* TEXT
· · · ·
As the U.S. government takes steps to implement the new global fragility initiative, the State Department recently provided an update in which it noted that the government is in the process of identifying priority countries and regions in need of assistance based on criteria included in the Act, including through the use of indicators based on various global fragility lists.
In reality, however, numbers do not always tell the full story. Left to the whim of third party rankings that may not accurately capture nations’ fragility and importance to the United States, America risks leaving behind Tunisia and its status as a gateway to freedom and opportunity throughout the region, in contravention of the Act’s goals to support U.S. national security interests and assist those countries and regions best equipped to successfully reduce fragility and prevent the spread of extremism and violence.
Given Tunisia’s history and geostrategic importance to the United States and the Western world — and the high cost of failing to act — Tunisia must be a centerpiece of America’s global fragility strategy and efforts to prevent more extremism in the broader region. As U.S. House Foreign Affairs Committee Ranking Member and Act co-sponsor Michael McCaul noted, the Act “confronts these threats by targeting the root causes of fragility such as extreme poverty, lack of economic opportunity, and weak governance.” With a poverty rate exceeding 15%, one of the highest unemployment rates for young people in the world and 40% of those unemployed holding a college degree, and disturbing trends with regard to rising corruption, Tunisia is a showcase example of a fragile nation.
To address Tunisia’s root causes of fragility and reverse the trend, the U.S. should strengthen efforts to curb growing anti-Americanism and advance American values inside Tunisia, better understand the correlation between anti-Americanism and extremism, provide economic assistance to Tunisia’s interior and southern regions to stem the rise of the informal shadow economy that is being supported by neighboring countries, support women’s rights and reforms at the highest levels of the country’s political and legal institutions, and help bolster a values-based military throughout the country that steers clear of interference with the economy.
Notably, in a prior historical context, the United States provided over $13 billion in aid over five years to support the Marshall Plan (an estimated $135 billion in 2018 dollars) in support of Western Europe’s stabilization and future following World War II.  Although the Act passed in 2019 provides for $1.15 billion over five years, the effort needed to prevent violence and extremism and stabilize countries with ongoing conflicts around the world will require more resources if it is to be effective with lasting positive impacts.
· · · ·
* STATED TASK
Write out the piece on Tunisia starting with "To address Tunisia’s" and going on through "with the economy.", swapping "economic assistance" for "development aid".
· · · ·
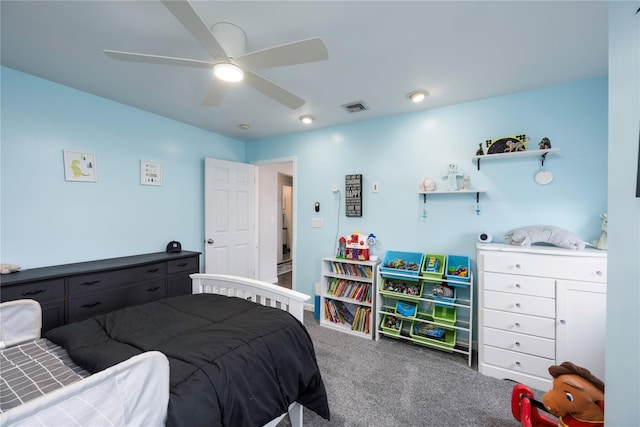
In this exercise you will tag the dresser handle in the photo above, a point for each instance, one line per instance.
(95, 304)
(39, 291)
(90, 283)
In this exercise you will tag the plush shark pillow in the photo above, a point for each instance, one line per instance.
(556, 236)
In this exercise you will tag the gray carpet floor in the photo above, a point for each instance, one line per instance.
(399, 384)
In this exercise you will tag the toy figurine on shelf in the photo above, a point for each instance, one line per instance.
(342, 246)
(545, 143)
(451, 175)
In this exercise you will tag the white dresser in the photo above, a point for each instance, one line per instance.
(540, 306)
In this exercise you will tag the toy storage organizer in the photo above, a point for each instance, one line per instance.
(407, 308)
(347, 294)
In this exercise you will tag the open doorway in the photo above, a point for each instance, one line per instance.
(276, 221)
(285, 259)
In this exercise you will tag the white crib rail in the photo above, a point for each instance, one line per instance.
(254, 290)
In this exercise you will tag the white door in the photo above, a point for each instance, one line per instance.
(581, 324)
(229, 225)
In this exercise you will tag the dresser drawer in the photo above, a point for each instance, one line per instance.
(101, 282)
(520, 343)
(183, 265)
(518, 362)
(47, 290)
(522, 304)
(520, 323)
(524, 285)
(561, 267)
(90, 305)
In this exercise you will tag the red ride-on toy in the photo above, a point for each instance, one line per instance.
(526, 409)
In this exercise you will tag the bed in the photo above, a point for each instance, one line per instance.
(233, 353)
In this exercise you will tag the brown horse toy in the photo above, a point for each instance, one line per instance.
(576, 396)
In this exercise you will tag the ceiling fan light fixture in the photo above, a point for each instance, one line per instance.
(417, 95)
(307, 119)
(228, 72)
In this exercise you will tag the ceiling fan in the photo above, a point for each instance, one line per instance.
(231, 58)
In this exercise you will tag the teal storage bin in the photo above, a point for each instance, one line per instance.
(456, 266)
(436, 272)
(401, 265)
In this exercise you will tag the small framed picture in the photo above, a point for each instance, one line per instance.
(79, 166)
(150, 173)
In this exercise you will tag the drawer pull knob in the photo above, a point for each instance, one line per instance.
(90, 283)
(95, 304)
(39, 291)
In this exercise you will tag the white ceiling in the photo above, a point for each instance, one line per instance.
(378, 52)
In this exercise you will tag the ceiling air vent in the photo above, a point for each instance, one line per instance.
(355, 107)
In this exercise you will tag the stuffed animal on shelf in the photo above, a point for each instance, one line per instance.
(601, 243)
(576, 396)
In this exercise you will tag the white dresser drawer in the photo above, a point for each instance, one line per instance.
(561, 267)
(518, 362)
(525, 285)
(520, 323)
(521, 304)
(528, 344)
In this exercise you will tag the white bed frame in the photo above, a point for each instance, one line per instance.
(145, 377)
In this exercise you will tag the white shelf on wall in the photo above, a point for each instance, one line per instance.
(530, 153)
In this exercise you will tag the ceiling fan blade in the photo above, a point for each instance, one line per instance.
(300, 52)
(215, 94)
(157, 59)
(184, 12)
(272, 90)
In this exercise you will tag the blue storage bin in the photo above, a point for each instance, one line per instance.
(401, 265)
(458, 263)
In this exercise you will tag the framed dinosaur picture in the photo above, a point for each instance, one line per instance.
(79, 166)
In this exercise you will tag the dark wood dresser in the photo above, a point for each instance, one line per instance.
(72, 292)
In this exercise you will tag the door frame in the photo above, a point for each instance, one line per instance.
(294, 220)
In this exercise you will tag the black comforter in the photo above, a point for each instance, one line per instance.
(232, 362)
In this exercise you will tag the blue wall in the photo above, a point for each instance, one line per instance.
(47, 220)
(398, 152)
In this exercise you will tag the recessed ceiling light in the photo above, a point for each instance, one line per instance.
(307, 119)
(417, 95)
(228, 72)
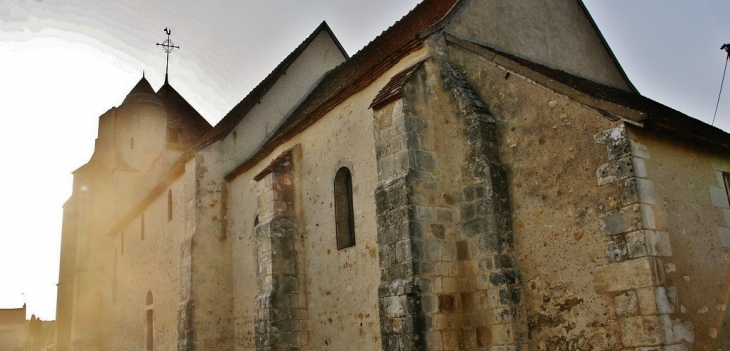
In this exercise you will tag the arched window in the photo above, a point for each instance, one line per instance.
(169, 205)
(149, 330)
(344, 217)
(115, 276)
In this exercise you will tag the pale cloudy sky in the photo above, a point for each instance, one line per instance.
(64, 63)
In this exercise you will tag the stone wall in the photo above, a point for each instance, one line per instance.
(688, 204)
(152, 264)
(545, 142)
(341, 285)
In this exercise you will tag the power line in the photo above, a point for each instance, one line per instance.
(725, 47)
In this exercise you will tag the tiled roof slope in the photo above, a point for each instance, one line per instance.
(392, 90)
(142, 87)
(12, 316)
(182, 115)
(659, 116)
(358, 72)
(239, 111)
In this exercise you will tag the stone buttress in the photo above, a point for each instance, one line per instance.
(280, 305)
(448, 279)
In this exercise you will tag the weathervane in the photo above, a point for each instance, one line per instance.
(168, 46)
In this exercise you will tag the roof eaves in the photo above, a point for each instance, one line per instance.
(630, 106)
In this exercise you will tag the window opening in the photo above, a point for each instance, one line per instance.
(115, 277)
(169, 205)
(344, 217)
(150, 322)
(173, 135)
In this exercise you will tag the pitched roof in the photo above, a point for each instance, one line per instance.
(337, 85)
(180, 114)
(392, 90)
(657, 116)
(232, 118)
(142, 87)
(345, 80)
(12, 316)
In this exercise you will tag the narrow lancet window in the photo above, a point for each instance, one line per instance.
(344, 217)
(149, 330)
(169, 205)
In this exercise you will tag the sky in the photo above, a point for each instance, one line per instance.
(64, 63)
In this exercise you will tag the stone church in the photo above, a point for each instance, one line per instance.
(481, 176)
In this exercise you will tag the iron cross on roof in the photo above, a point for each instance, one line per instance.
(168, 46)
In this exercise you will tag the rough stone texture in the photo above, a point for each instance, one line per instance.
(444, 222)
(280, 320)
(688, 213)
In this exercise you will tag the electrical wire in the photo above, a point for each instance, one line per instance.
(721, 84)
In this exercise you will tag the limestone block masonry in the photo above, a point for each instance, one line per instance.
(447, 275)
(280, 315)
(646, 309)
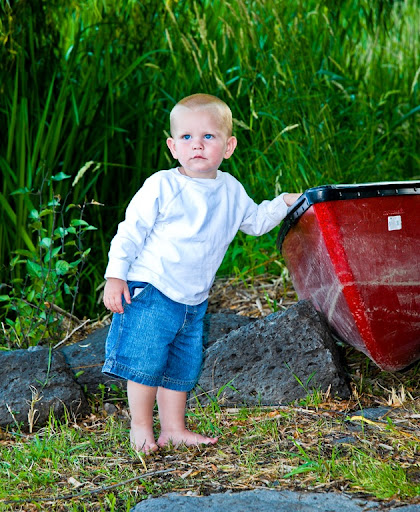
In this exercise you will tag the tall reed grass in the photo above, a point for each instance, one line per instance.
(321, 92)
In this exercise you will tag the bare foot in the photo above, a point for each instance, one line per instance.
(185, 437)
(142, 440)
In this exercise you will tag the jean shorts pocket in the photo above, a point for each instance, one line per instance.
(137, 291)
(136, 288)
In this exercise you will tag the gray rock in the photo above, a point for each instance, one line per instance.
(374, 413)
(37, 380)
(263, 501)
(86, 358)
(274, 360)
(218, 324)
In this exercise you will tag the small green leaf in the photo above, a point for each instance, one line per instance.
(61, 232)
(34, 214)
(60, 176)
(34, 270)
(51, 254)
(78, 222)
(62, 267)
(46, 211)
(23, 190)
(46, 242)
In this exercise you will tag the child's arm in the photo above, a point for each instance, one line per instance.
(289, 199)
(114, 290)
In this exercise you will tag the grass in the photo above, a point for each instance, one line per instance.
(319, 443)
(328, 95)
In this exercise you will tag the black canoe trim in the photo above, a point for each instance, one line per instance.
(342, 192)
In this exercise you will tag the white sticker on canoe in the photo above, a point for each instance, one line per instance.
(394, 222)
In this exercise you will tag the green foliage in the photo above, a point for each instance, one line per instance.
(322, 92)
(46, 279)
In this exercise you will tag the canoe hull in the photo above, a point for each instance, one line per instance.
(358, 261)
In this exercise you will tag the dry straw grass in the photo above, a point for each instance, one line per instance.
(319, 443)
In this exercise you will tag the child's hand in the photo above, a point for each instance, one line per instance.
(289, 199)
(113, 292)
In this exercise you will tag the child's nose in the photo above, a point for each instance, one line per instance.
(197, 144)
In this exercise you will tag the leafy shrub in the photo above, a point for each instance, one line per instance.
(44, 281)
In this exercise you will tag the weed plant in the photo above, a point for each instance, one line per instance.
(321, 93)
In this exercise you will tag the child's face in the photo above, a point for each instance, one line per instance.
(199, 142)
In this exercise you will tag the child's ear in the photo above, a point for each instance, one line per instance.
(230, 146)
(171, 145)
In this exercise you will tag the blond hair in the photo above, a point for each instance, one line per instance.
(205, 101)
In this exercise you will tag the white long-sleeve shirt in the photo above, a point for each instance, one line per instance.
(177, 230)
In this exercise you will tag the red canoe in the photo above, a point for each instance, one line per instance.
(354, 251)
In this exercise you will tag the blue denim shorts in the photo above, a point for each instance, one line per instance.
(156, 341)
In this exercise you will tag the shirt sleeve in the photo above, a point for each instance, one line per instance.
(262, 218)
(140, 217)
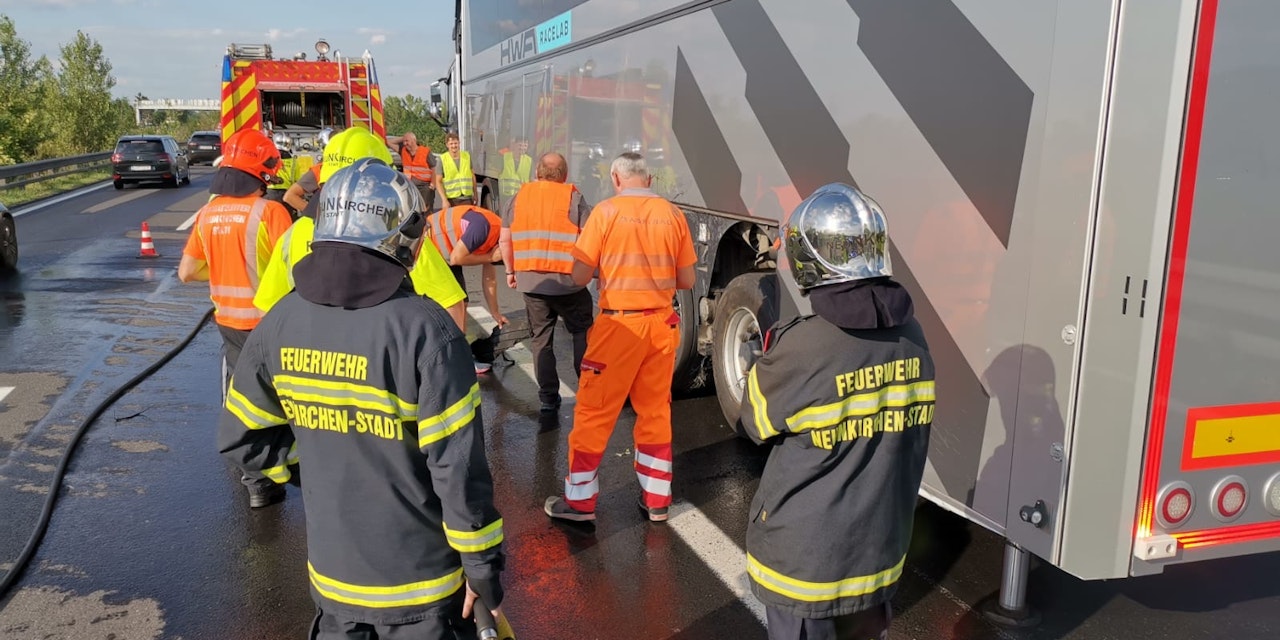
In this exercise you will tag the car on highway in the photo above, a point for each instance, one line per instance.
(149, 159)
(204, 147)
(8, 241)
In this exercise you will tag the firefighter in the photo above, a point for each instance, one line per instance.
(420, 165)
(458, 181)
(641, 246)
(516, 168)
(539, 227)
(357, 375)
(845, 396)
(229, 246)
(430, 274)
(466, 236)
(300, 195)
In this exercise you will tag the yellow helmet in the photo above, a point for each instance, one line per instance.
(348, 146)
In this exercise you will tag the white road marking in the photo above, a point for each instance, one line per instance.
(56, 200)
(188, 223)
(721, 554)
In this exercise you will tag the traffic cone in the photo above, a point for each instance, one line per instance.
(149, 248)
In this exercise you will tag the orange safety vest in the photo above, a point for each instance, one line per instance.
(447, 228)
(542, 233)
(237, 236)
(417, 165)
(643, 240)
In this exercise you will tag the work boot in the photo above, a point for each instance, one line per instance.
(265, 496)
(557, 508)
(656, 513)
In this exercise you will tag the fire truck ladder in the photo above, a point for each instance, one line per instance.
(359, 77)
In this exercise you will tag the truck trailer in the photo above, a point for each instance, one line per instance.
(1079, 201)
(296, 97)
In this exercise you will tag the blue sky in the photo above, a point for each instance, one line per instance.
(174, 48)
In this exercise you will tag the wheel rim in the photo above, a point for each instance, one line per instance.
(739, 348)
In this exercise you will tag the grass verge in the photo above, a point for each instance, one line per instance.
(19, 196)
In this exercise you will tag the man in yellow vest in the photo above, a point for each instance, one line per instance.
(458, 181)
(429, 274)
(516, 169)
(421, 168)
(539, 227)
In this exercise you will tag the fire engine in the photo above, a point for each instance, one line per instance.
(298, 97)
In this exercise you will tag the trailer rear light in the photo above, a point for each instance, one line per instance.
(1271, 496)
(1175, 504)
(1230, 497)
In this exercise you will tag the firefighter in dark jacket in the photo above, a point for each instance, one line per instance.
(845, 394)
(374, 388)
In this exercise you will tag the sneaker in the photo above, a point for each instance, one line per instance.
(265, 496)
(557, 508)
(656, 513)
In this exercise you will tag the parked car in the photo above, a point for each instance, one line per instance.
(204, 146)
(8, 241)
(149, 159)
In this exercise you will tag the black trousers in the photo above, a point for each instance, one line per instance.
(864, 625)
(543, 310)
(446, 624)
(233, 342)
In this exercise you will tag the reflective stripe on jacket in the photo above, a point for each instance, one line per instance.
(447, 229)
(542, 233)
(849, 414)
(237, 236)
(388, 396)
(417, 165)
(458, 178)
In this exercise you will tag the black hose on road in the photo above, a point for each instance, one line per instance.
(46, 513)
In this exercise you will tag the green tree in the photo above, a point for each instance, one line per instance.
(22, 127)
(83, 115)
(411, 113)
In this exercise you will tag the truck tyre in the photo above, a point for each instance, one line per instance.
(745, 310)
(690, 373)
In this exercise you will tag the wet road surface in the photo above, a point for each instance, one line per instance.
(152, 536)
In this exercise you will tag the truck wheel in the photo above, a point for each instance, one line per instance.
(745, 310)
(690, 365)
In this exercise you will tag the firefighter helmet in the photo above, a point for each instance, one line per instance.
(252, 152)
(348, 146)
(837, 234)
(371, 205)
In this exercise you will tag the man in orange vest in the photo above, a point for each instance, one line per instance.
(420, 165)
(229, 247)
(641, 247)
(467, 234)
(539, 228)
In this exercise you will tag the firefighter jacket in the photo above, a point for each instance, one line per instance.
(849, 415)
(384, 410)
(542, 232)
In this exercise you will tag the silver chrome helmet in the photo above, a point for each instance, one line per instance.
(837, 234)
(374, 206)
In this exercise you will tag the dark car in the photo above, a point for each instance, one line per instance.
(204, 147)
(149, 159)
(8, 241)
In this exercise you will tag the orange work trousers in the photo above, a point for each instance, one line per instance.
(631, 353)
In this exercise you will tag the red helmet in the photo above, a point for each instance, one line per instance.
(252, 152)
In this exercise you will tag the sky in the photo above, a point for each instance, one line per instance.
(173, 49)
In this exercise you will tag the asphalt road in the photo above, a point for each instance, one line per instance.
(152, 538)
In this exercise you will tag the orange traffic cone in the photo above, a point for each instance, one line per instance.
(149, 248)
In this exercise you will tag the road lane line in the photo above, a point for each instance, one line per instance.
(720, 553)
(56, 200)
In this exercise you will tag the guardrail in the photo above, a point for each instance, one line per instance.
(30, 173)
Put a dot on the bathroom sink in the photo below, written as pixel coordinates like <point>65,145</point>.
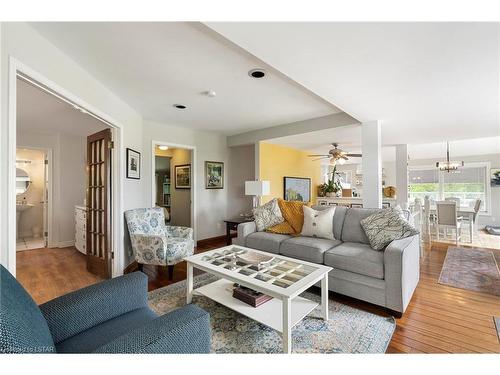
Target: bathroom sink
<point>23,207</point>
<point>20,208</point>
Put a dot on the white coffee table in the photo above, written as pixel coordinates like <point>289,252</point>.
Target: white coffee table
<point>283,278</point>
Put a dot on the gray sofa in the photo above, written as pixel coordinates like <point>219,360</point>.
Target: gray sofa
<point>385,278</point>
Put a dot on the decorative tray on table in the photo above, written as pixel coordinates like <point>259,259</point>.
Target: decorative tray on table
<point>255,259</point>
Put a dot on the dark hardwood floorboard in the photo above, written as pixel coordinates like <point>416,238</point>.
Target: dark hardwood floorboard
<point>439,319</point>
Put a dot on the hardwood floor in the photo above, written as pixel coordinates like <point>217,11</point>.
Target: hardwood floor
<point>49,273</point>
<point>439,319</point>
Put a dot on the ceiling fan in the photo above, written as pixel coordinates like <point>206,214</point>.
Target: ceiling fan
<point>336,155</point>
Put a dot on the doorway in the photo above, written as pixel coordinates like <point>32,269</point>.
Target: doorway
<point>172,185</point>
<point>32,197</point>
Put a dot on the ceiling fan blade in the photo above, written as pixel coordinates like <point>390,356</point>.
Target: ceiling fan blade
<point>324,157</point>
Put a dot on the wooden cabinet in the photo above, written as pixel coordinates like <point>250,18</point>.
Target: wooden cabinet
<point>81,229</point>
<point>353,202</point>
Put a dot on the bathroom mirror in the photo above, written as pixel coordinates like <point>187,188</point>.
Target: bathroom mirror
<point>23,181</point>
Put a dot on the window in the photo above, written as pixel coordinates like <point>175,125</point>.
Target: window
<point>468,183</point>
<point>423,181</point>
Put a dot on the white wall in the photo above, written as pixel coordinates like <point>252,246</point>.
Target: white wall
<point>211,205</point>
<point>20,41</point>
<point>34,195</point>
<point>241,168</point>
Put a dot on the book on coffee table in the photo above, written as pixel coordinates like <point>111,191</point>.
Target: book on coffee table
<point>250,296</point>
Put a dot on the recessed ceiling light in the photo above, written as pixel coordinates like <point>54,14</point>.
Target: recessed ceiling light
<point>257,73</point>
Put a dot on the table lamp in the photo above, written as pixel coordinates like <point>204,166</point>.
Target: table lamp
<point>257,189</point>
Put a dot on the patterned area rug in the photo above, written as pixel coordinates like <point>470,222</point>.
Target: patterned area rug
<point>348,330</point>
<point>471,269</point>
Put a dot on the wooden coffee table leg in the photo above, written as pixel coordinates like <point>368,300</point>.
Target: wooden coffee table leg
<point>287,322</point>
<point>189,283</point>
<point>324,297</point>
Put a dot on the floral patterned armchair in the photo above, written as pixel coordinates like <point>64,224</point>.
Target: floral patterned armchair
<point>155,243</point>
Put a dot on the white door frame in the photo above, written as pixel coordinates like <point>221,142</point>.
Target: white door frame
<point>118,161</point>
<point>193,177</point>
<point>48,155</point>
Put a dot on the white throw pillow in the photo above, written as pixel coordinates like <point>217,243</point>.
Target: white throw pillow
<point>318,223</point>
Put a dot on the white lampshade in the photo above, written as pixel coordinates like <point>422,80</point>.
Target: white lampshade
<point>257,188</point>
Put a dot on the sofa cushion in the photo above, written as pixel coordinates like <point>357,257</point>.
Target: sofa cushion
<point>386,226</point>
<point>338,218</point>
<point>23,327</point>
<point>267,215</point>
<point>352,231</point>
<point>91,339</point>
<point>265,241</point>
<point>358,258</point>
<point>309,249</point>
<point>318,224</point>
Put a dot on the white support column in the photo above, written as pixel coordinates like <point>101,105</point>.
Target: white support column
<point>372,164</point>
<point>402,175</point>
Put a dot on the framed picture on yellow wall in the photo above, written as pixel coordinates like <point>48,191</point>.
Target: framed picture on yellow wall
<point>297,189</point>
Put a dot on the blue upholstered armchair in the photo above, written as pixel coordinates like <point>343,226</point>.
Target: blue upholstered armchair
<point>155,243</point>
<point>109,317</point>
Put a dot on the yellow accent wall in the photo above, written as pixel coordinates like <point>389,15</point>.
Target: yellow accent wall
<point>276,162</point>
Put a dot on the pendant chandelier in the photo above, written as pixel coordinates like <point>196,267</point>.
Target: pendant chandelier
<point>448,165</point>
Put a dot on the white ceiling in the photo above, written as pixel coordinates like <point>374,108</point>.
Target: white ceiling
<point>152,66</point>
<point>349,139</point>
<point>40,112</point>
<point>424,81</point>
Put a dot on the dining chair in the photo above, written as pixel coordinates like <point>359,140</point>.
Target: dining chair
<point>453,199</point>
<point>477,207</point>
<point>446,213</point>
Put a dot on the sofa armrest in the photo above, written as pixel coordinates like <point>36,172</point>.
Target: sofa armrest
<point>186,330</point>
<point>78,311</point>
<point>244,229</point>
<point>402,271</point>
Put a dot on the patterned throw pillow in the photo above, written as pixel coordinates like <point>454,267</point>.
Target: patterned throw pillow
<point>318,223</point>
<point>386,226</point>
<point>293,214</point>
<point>267,215</point>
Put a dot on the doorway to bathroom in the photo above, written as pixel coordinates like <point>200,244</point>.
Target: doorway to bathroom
<point>32,198</point>
<point>64,185</point>
<point>172,186</point>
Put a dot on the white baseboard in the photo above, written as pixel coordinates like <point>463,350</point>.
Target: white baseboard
<point>65,244</point>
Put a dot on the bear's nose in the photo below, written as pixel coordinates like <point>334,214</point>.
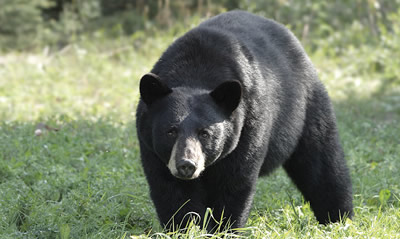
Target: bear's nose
<point>186,168</point>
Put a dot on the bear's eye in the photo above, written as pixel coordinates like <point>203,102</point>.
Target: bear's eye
<point>172,132</point>
<point>204,134</point>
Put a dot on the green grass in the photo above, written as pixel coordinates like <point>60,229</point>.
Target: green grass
<point>82,178</point>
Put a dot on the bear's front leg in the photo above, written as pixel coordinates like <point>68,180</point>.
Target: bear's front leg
<point>177,201</point>
<point>230,197</point>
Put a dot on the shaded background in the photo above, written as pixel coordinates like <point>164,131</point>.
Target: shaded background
<point>71,68</point>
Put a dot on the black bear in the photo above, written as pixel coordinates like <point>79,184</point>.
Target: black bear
<point>229,101</point>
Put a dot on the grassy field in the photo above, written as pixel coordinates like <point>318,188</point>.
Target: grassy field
<point>69,157</point>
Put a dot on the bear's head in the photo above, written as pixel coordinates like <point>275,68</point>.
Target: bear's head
<point>190,128</point>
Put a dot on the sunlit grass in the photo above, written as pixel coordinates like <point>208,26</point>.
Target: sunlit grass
<point>81,176</point>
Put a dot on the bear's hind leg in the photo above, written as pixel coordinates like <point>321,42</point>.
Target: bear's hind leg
<point>318,167</point>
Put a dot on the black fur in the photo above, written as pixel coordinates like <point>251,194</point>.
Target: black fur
<point>247,81</point>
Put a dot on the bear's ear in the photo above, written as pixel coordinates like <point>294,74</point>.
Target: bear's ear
<point>228,95</point>
<point>151,88</point>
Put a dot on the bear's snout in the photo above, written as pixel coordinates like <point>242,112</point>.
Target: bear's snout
<point>187,159</point>
<point>186,168</point>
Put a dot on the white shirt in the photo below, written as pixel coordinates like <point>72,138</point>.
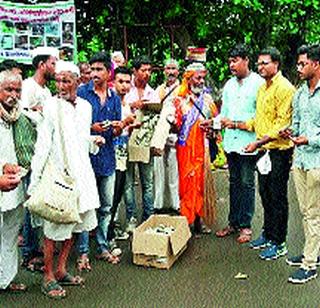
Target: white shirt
<point>8,200</point>
<point>148,94</point>
<point>76,122</point>
<point>33,95</point>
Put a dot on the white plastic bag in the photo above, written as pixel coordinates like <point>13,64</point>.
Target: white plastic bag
<point>264,164</point>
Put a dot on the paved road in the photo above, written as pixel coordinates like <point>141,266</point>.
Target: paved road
<point>202,277</point>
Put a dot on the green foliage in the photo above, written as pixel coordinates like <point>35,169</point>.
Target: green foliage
<point>162,29</point>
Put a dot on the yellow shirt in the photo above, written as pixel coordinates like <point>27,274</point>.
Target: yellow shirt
<point>274,112</point>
· · · ·
* RESULT FOR THIS EXERCISE
To address Tunisia’s root causes of fragility and reverse the trend, the U.S. should strengthen efforts to curb growing anti-Americanism and advance American values inside Tunisia, better understand the correlation between anti-Americanism and extremism, provide development aid to Tunisia’s interior and southern regions to stem the rise of the informal shadow economy that is being supported by neighboring countries, support women’s rights and reforms at the highest levels of the country’s political and legal institutions, and help bolster a values-based military throughout the country that steers clear of interference with the economy.